Arte. Fonte: Folha dos Lagos |
Pesquisas
nos sites oficiais da região apresentam dificuldades, apesar de
melhora recente
Nas
caudalosas águas da administração pública, nem sempre conseguir
dados referentes às prefeituras é tarefa das mais fáceis. Na
Região dos Lagos, por exemplo, a missão de navegar nos portais da
transparência é como andar em um labirinto, onde a informação
sobre a licitação desejada ou a despesa requer um misto de
paciência e experiência de quem resolve pesquisar as movimentações
de verbas públicas.
A
constatação foi feita pela reportagem da Folha, que se debruçou
sobre aspectos dos portais da transparência de Cabo Frio, Arraial do
Cabo, Armação dos Búzios e São Pedro da Aldeia: folha de
pagamento, receitas, despesas e licitações. Com exceção do
último, que apresentou mais ferramentas e didatismo para navegação,
os demais variavam entre a desatualização das informações ou a
forma intrincada para obtê-la, com muitas ramificações e cliques.
Uma
questão especialmente problemática diz respeito ao acesso à folha
de pagamento do funcionalismo. Apenas em São Pedro, foi possível
obter numa listagem completa e nominal dos servidores lotados em cada
setor. Cabo Frio disponibilizou a ferramenta há pouco tempo, mas é
difícil ter uma noção do todo, uma vez que o sistema só permite a
consulta individual, mediante a digitação de parte do nome do
funcionário. Em Arraial do Cabo, o problema é ainda maior. Só é
possível a consulta, caso seja digitado o nome completo do servidor.
No portal do balneário buziano, até existe a opção pela busca
completa da folha, mas o sistema travou todas as vezes em que a
reportagem tentou fazer a pesquisa.
De
acordo com o vereador de Cabo Frio Rafael Peçanha (PDT), a situação
impede um melhor controle da gestão municipal.
– A
legislação federal exige uma linguagem clara e um acesso objetivo.
Hoje há uma dificuldade muito grande para ter, por exemplo, a folha
de pagamento da prefeitura como um todo. Você não consegue ter
acesso para saber qual o gasto com comissionados, contratados e
efetivos, assim como as despesas de contratos de maneira geral. É
uma linguagem de difícil acesso. Eu costumo dizer que não é um
portal transparente, mas é um portal opaco. Falta esse avanço
porque senão fica só para inglês ver e o cabofriense não ver –
avalia.
As
desventuras políticas de Búzios parecem afetar a gestão municipal
sob o aspecto da publicidade das contas públicas. De acordo com o
levantamento feito pela reportagem, o portal buziano encontra-se com
informações desatualizadas a respeito de contratos, bem como de
receitas e despesas. Em relação aos primeiros, só foram
encontrados registros até 2018. Os dois últimos, até fevereiro
deste ano.

**********

__Requisitos do exercício__.
1: Segundo a reportagem sobre os portais da transparência, em qual município foi possível obter uma listagem completa e nominal dos servidores lotados em cada setor?
2: Dê continuidade à reportagem sobre os portais da transparência, começando logo após a última frase apresentada.
Os registros provêm de uma fonte diferente da reportagem.

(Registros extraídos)
**********

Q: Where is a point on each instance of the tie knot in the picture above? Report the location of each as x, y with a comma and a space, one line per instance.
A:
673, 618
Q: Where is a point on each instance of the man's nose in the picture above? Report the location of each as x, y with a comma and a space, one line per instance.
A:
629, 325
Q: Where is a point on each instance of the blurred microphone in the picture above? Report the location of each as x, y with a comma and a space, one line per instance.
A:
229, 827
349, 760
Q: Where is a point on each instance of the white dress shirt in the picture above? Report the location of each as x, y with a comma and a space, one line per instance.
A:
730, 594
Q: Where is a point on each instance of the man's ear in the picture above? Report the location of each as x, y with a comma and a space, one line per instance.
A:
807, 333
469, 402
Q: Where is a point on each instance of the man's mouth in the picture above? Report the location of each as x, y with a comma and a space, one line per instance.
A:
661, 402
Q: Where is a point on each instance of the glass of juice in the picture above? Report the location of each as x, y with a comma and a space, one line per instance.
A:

**********

__Respostas dos exercícios__.
1: Em São Pedro da Aldeia.

2:
Com
sistemas de busca semelhantes, os portais de Cabo Frio e de Arraial
esbarram nas mesmas dificuldades, embora estejam atualizados. No caso
cabofriense, as atas de licitações não estão sendo publicadas.
Dados relativos aos gastos e fontes de arrecadação também aparecem
enviesadas, demandando tempo e habilidade do cidadão para navegar em
intermináveis links.
Para
a diretora de operação da organização não-governamental
Transparência Brasil, Juliana Sakai, colocar apenas os dados nos
portais não é o bastante para indicar que um município é
transparente.
– É
importante ressaltar que a transparência não é apenas publicar
dados ou informações em um site ou Diário Oficial, mas é garantir
que essa informação seja acessível. Eu posso publicar e deixar
difícil de ser acessado. Ou só publicar no Diário Oficial, em que
o acesso é muito restrito. Não permitir que se faça buscas
automatizadas, em larga escala, faz com que se gaste muito tempo. Ter
transparência é necessário para que haja controle social e
qualquer pessoa entre e acesse – pondera.
O
professor Luiz Carlos Gomes, dono do blog Iniciativa Popular Búzios,
é um estudioso de dados públicos, que constantemente publica em seu
portal. De acordo com Luiz Carlos, houve um avanço na questão da
transparência nos últimos tempos, mas que os prefeitos só colocam
os dados no ar ‘porque a lei os obriga’. Ele lembra que não dar
a devida a devida publicidade pode levar os prefeitos a responder
ações. Ele lembra que o ex-prefeito de Búzios, André Granado,
responde a dois processos de ação civil pública por não respeitar
a Lei da Transparência e que uma das impropriedades apontadas pelo
Tribunal de Contas do Estado (TCE-RJ) para reprovar as contas de 2017
do ex-prefeito de Cabo Frio Marquinho Mendes é por problemas no site
municipal.
– Fiz
um levantamento há pouco tempo e o portal que está mais avançado é
o de São Pedro da Aldeia. Não por acaso, o prefeito Chumbinho é o
que tem o menor número de ações por improbidade. Não é um
governo com o qual eu simpatizo, mas é o que lida melhor com o
recurso público. O de Cabo Frio deu uma melhorada em relação aos
últimos anos. O de Búzios tinha melhorado, mas começou a fechar,
colocar dificuldades técnicas. É muito comum isso acontecer –
comentou Luiz Carlos, que recentemente fez um pedido de resposta
sobre quanto cada prefeitura gastou com coleta de lixo e outros
serviços no ano passado e o máximo que conseguiu foi ser
direcionado para links de portais da transparência.
De
acordo com a diretora da ONG, a situação impede um controle social
da população sobre como o seu dinheiro é gasto.
– A
transparência é uma ferramenta do cidadão e da sociedade civil
para o monitoramento dos gastos públicos e das políticas públicas.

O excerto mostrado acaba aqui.